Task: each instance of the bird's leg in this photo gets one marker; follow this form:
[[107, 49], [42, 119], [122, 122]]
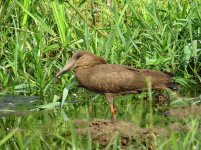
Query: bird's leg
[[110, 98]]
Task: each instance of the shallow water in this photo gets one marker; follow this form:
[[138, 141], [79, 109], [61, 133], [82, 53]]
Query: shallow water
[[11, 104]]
* * *
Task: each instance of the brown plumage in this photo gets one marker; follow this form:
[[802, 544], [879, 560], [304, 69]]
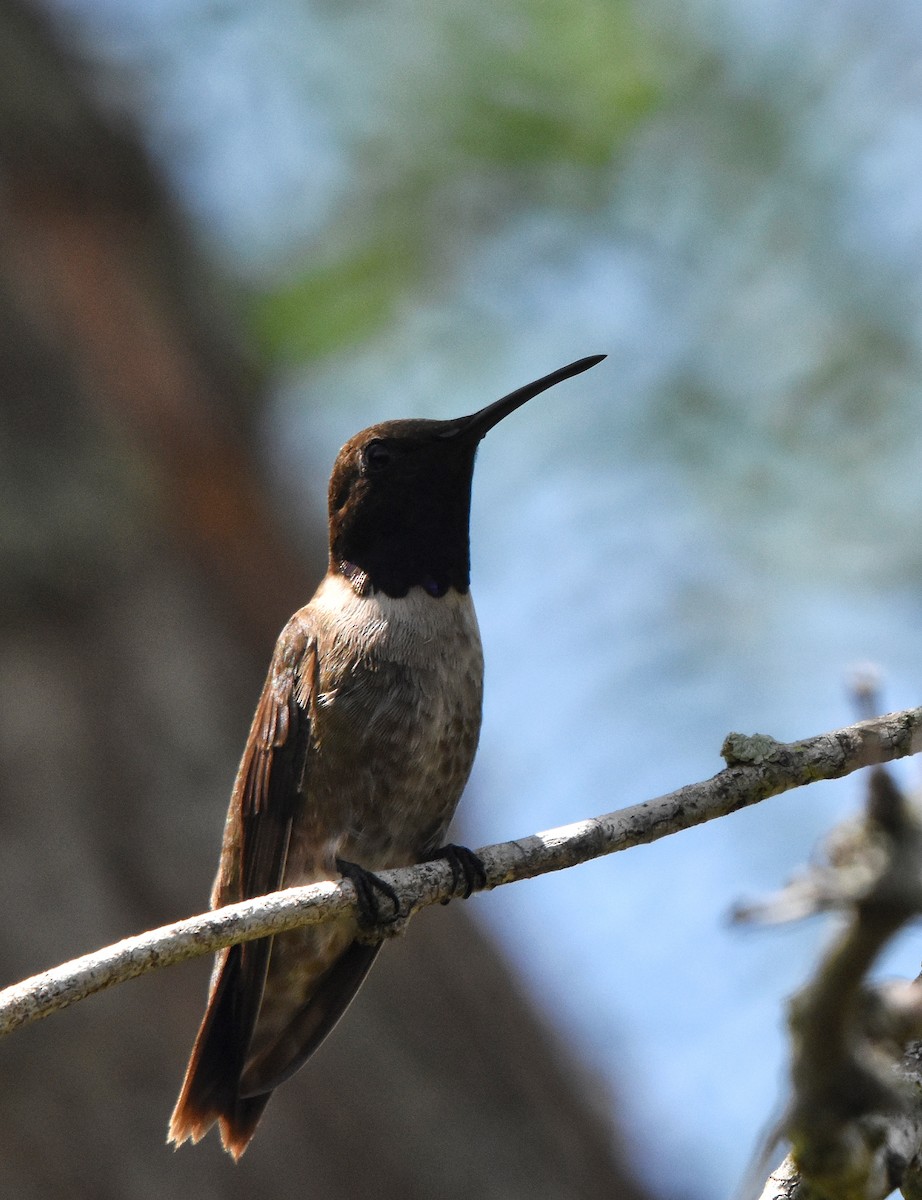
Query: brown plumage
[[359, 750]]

> [Problem statement] Write out everything in the listing from the line containing "Task: each instance of the bird's" down to the line containing "[[11, 104]]", with "shallow water" replaced by "open water" and all else unchanged. Leave the pictures out.

> [Result for this task]
Task: each instance of the bird's leg in this photo gets one marker; follow this form:
[[107, 49], [42, 119], [122, 122]]
Query: bird's leg
[[110, 98]]
Task: each instance of the open water in this photo gets one marker; follow this form:
[[138, 141], [79, 109], [61, 133], [82, 53]]
Query: open water
[[11, 104]]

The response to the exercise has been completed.